>> Begin TEXT EXCERPT

Regarding the issues mentioned about using this with Pageant, I use the wsl2-ssh-pageant adapter, which, despite not being maintained in the last two years and having several reports in its issue queue from users who say it stopped working for them, is still working for me even on Windows 11 version 10.0.22631 build 22631. I have been using the WSL2 Pageant since 2022 since it works with SSH and Git from within WSL.

I have the binary installed in my Windows home folder under /bin (e.g., %USERPROFILE%\bin\wsl2-ssh-pageant.exe), and then I have this snippet in my .bashrc file in WSL (change MY_WINDOWS_USER_NAME to your Windows username as it appears under C:\Users):

# Use Pageant in WSL for SSH keys.
export SSH_AUTH_SOCK="$HOME/.ssh/agent.sock"
windows_username="MY_WINDOWS_USERNAME"

if ! ss -a | grep -q "$SSH_AUTH_SOCK"; then
  rm -f "$SSH_AUTH_SOCK"

>> End TEXT EXCERPT

[DIRECTIONS FOR THIS TASK] Output the Pageant comment in full, word for word. The rows that come next are separate material, apart from the Pageant comment.

>> Begin EXTRACTED RECORDS

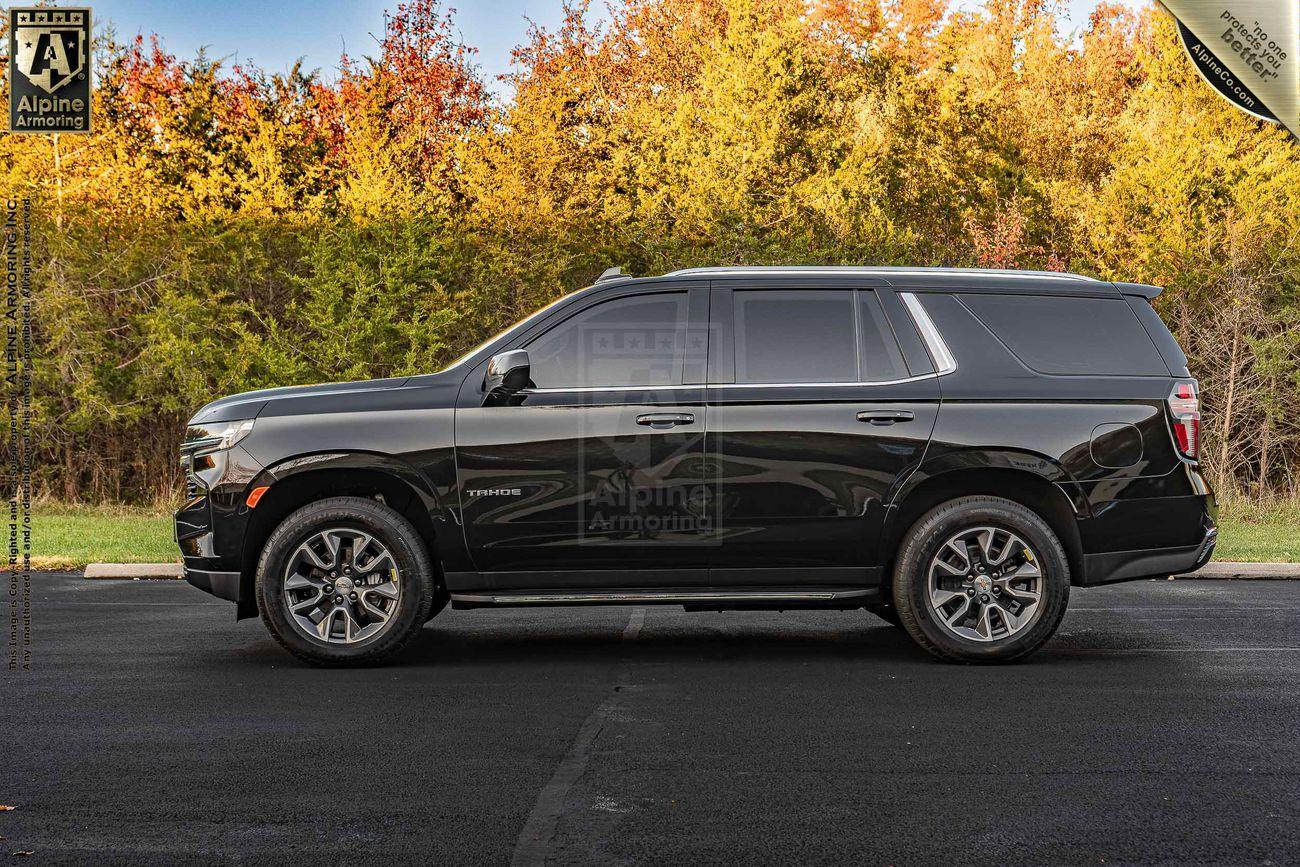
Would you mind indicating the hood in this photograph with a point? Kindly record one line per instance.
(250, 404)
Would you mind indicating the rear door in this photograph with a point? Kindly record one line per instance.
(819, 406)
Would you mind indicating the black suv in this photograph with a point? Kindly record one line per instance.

>> End EXTRACTED RECORDS
>> Begin EXTRACTED RECORDS

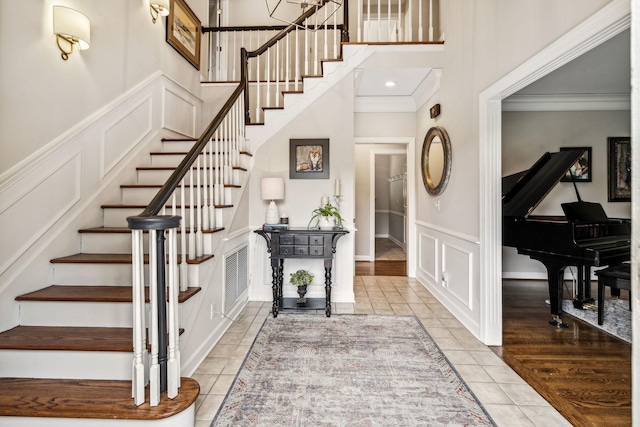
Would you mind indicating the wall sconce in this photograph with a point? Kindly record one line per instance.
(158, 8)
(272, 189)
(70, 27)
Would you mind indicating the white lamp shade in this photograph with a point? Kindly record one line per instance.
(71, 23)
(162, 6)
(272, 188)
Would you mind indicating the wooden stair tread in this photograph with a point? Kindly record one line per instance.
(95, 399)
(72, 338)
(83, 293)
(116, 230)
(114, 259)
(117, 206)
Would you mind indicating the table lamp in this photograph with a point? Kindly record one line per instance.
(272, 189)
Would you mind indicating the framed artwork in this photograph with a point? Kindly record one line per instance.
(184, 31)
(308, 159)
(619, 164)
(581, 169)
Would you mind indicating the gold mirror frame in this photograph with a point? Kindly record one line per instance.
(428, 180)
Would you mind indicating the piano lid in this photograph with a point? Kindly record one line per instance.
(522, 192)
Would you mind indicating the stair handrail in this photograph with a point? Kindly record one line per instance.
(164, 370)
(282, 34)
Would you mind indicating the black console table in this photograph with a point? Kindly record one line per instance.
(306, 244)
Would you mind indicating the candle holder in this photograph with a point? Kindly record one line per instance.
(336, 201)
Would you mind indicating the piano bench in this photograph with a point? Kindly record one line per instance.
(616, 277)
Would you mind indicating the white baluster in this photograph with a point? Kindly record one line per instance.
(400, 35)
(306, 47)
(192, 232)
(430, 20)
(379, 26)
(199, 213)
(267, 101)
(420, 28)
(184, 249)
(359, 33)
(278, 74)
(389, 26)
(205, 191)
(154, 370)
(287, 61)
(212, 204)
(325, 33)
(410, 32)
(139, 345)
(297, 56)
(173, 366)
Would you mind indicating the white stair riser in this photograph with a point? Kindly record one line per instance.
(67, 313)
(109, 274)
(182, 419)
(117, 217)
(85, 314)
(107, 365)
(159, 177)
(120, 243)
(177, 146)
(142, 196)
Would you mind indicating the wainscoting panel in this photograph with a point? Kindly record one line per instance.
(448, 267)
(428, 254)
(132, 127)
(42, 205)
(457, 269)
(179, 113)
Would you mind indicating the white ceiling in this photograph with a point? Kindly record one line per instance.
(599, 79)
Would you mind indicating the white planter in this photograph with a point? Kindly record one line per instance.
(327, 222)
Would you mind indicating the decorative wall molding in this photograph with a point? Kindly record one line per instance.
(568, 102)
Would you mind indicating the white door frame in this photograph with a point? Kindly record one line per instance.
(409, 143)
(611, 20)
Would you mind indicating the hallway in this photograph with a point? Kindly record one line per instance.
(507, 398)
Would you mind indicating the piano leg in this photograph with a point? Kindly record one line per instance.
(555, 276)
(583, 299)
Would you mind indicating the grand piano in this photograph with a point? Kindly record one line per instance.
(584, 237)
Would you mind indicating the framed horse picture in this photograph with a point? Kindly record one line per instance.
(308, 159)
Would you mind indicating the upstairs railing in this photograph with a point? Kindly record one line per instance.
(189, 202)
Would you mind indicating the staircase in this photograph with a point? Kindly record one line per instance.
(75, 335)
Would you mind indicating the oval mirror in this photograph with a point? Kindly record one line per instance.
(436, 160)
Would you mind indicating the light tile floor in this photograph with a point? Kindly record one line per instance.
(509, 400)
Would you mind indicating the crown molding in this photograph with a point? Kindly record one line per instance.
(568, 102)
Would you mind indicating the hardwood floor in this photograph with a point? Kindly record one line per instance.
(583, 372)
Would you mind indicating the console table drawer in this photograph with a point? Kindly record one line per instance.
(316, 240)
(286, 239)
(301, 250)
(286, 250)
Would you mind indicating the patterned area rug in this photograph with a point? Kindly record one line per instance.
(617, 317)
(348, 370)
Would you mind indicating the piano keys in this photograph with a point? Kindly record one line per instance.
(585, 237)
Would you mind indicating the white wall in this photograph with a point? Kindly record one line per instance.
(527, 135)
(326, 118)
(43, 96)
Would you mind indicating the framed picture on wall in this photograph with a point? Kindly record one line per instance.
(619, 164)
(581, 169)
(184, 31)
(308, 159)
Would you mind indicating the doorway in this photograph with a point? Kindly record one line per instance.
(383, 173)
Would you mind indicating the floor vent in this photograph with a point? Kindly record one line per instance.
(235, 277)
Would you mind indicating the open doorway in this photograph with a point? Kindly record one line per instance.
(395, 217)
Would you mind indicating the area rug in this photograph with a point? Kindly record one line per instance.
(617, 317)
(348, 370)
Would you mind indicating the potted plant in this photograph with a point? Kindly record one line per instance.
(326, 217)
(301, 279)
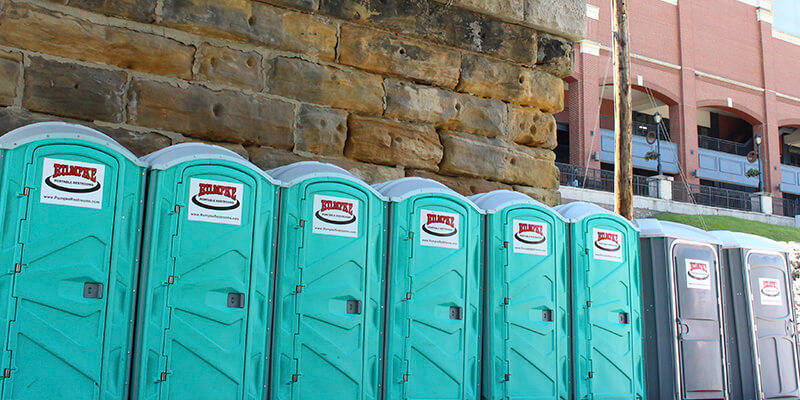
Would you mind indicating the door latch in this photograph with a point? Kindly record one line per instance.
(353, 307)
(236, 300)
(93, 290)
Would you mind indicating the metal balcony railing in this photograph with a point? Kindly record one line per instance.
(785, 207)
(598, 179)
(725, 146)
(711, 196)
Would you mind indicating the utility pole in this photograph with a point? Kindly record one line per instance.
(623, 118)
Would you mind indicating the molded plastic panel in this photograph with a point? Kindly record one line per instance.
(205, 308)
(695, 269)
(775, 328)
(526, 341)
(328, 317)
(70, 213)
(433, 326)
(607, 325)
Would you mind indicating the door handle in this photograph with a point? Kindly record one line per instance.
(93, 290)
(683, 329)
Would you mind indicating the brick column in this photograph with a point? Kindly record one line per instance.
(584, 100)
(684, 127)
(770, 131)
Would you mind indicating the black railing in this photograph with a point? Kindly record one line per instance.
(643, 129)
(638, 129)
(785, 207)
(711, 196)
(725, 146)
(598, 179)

>> End EXTRACTED RECORDS

[ANSWER TO THIS PROBLEM]
Regarding the issues mentioned about using this with Pageant, I use the wsl2-ssh-pageant adapter, which, despite not being maintained in the last two years and having several reports in its issue queue from users who say it stopped working for them, is still working for me even on Windows 11 version 10.0.22631 build 22631. I have been using the WSL2 Pageant since 2022 since it works with SSH and Git from within WSL.

I have the binary installed in my Windows home folder under /bin (e.g., %USERPROFILE%\bin\wsl2-ssh-pageant.exe), and then I have this snippet in my .bashrc file in WSL (change MY_WINDOWS_USER_NAME to your Windows username as it appears under C:\Users):

# Use Pageant in WSL for SSH keys.
export SSH_AUTH_SOCK="$HOME/.ssh/agent.sock"
windows_username="MY_WINDOWS_USERNAME"

if ! ss -a | grep -q "$SSH_AUTH_SOCK"; then
  rm -f "$SSH_AUTH_SOCK"